§ Exercise description: Reproduce every line of the listing below word for word, but leave the pictures out of your copy.

Data items:
:::::

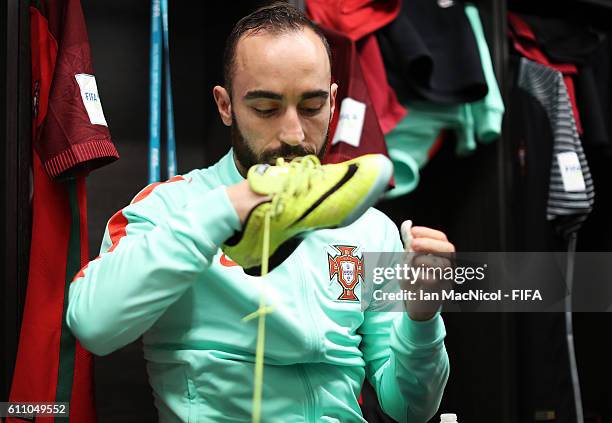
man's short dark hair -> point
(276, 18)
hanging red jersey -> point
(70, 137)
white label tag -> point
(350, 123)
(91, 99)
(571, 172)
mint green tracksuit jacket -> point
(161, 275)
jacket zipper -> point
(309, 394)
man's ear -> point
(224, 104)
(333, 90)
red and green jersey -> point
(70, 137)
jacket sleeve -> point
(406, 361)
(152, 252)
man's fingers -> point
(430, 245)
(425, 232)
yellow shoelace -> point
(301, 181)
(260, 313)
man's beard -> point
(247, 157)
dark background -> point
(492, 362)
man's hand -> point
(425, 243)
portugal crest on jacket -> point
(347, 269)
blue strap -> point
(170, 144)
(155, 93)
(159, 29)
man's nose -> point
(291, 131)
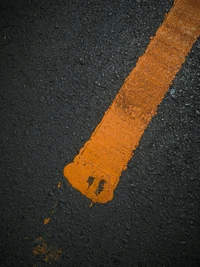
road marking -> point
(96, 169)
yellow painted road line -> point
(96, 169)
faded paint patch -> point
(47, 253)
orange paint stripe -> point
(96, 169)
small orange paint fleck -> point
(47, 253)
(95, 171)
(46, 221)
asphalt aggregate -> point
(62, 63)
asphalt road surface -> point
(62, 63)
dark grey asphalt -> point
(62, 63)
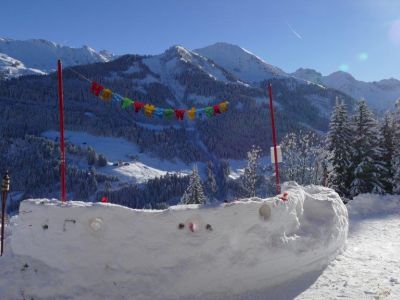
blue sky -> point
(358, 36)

:::::

§ Result:
man's short dark hair -> point
(276, 18)
hanging red jersey -> point
(70, 137)
white label tag -> point
(350, 123)
(91, 99)
(571, 172)
mint green tracksuit jacket -> point
(161, 275)
jacket zipper -> point
(309, 394)
man's ear -> point
(224, 104)
(333, 90)
red and green jersey -> point
(70, 137)
jacket sleeve -> point
(406, 361)
(152, 252)
man's fingers -> point
(430, 245)
(425, 232)
yellow shoelace -> point
(301, 181)
(260, 313)
man's beard -> point
(247, 157)
dark background -> point
(492, 362)
man's hand -> point
(425, 243)
portugal crest on jacket -> point
(347, 269)
blue strap -> point
(170, 144)
(155, 93)
(159, 29)
man's nose -> point
(291, 131)
road marking -> point
(96, 169)
yellow painted road line -> point
(96, 169)
faded paint patch -> point
(47, 253)
orange paint stripe -> point
(96, 169)
small orange paint fleck -> point
(47, 253)
(95, 171)
(46, 221)
asphalt aggregate -> point
(62, 63)
asphalt road surface -> point
(62, 63)
dark grey asphalt -> point
(62, 63)
blue sky -> point
(358, 36)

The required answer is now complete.